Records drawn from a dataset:
+ + + + + + +

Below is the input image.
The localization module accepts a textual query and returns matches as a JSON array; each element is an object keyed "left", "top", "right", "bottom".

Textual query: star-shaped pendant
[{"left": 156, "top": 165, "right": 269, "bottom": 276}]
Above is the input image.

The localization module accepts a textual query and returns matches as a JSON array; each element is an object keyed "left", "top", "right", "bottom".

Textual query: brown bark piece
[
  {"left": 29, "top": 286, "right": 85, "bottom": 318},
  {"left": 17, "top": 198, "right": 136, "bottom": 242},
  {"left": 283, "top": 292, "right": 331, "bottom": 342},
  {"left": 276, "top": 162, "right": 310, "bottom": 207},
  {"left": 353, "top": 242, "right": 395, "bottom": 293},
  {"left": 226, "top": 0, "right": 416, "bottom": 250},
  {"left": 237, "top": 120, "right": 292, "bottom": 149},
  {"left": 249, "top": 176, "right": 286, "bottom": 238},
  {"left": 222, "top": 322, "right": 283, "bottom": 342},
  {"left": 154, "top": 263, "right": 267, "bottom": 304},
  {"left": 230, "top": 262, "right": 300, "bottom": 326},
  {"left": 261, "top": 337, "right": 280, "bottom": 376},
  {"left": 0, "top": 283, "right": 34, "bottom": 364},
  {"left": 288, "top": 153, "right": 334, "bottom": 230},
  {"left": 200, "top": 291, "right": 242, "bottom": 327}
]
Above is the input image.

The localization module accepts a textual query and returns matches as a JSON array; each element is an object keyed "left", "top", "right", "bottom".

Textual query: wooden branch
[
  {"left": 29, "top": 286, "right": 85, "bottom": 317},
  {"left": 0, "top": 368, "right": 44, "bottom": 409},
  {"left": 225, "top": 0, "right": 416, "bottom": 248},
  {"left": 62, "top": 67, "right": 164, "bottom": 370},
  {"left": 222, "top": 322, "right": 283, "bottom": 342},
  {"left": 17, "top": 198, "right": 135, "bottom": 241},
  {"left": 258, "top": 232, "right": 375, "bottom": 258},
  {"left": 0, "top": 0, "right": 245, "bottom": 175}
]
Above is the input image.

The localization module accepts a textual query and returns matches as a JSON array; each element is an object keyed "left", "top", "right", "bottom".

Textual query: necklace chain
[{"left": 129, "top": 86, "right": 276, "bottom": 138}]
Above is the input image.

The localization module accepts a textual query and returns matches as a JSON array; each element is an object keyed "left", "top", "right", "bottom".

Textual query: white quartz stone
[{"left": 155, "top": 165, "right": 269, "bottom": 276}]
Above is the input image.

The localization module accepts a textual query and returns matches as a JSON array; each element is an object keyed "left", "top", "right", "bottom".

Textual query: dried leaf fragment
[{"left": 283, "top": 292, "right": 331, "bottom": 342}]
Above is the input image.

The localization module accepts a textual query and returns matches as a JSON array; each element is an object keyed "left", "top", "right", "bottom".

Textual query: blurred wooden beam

+ + + + + + +

▶ _THE PROBLEM_:
The records above should be repeated word for word.

▶ _ANSWER BELOW_:
Below is the input image.
The localization module accepts a textual query and returns matches as a JSON array; each element is an object keyed "left", "top", "right", "bottom".

Textual query: star-shaped pendant
[{"left": 156, "top": 165, "right": 269, "bottom": 276}]
Above is the input image.

The localization module accepts a textual query and returns matches as a JSON array; each element is an object keyed "left", "top", "right", "bottom".

Textual query: brown bark piece
[
  {"left": 29, "top": 286, "right": 85, "bottom": 318},
  {"left": 17, "top": 198, "right": 136, "bottom": 242},
  {"left": 283, "top": 292, "right": 331, "bottom": 342},
  {"left": 276, "top": 162, "right": 310, "bottom": 207},
  {"left": 353, "top": 242, "right": 395, "bottom": 293},
  {"left": 226, "top": 0, "right": 416, "bottom": 250},
  {"left": 237, "top": 120, "right": 292, "bottom": 149},
  {"left": 249, "top": 176, "right": 286, "bottom": 238},
  {"left": 222, "top": 322, "right": 283, "bottom": 342},
  {"left": 154, "top": 263, "right": 267, "bottom": 304},
  {"left": 230, "top": 262, "right": 300, "bottom": 326},
  {"left": 261, "top": 337, "right": 280, "bottom": 376},
  {"left": 0, "top": 283, "right": 34, "bottom": 364},
  {"left": 288, "top": 153, "right": 334, "bottom": 230},
  {"left": 200, "top": 291, "right": 242, "bottom": 327}
]
Above is the input image.

The localization module accepts a textual query and returns matches as a JSON array; each element is an object keyed "left", "top", "right", "bottom".

Textual query: wooden branch
[
  {"left": 29, "top": 286, "right": 85, "bottom": 317},
  {"left": 0, "top": 368, "right": 44, "bottom": 409},
  {"left": 225, "top": 0, "right": 416, "bottom": 248},
  {"left": 62, "top": 67, "right": 164, "bottom": 370},
  {"left": 222, "top": 322, "right": 283, "bottom": 342},
  {"left": 17, "top": 198, "right": 135, "bottom": 241},
  {"left": 258, "top": 232, "right": 375, "bottom": 258},
  {"left": 0, "top": 0, "right": 245, "bottom": 175}
]
Above is the input image.

The localization module accepts a textual query and returns matches as a JSON array; each element is an object keyed "left", "top", "right", "bottom".

Textual query: necklace chain
[{"left": 129, "top": 86, "right": 276, "bottom": 138}]
Above is the input image.

The localization module accepts a textual query and returns matches as a JSON array; each element is an object keyed "left", "top", "right", "bottom".

Textual query: white quartz stone
[{"left": 155, "top": 165, "right": 269, "bottom": 276}]
Above is the input image.

The localization module accepts a textual query and returns matches as a JSON array; each element is an object keyed "left", "top", "right", "bottom".

Textual query: dried leaf fragment
[{"left": 283, "top": 292, "right": 331, "bottom": 342}]
Above is the input image.

The localization module accepts a textual query and returns matches as a JSON array; each element is an object keyed "left", "top", "right", "bottom".

Textual query: blurred wooden beam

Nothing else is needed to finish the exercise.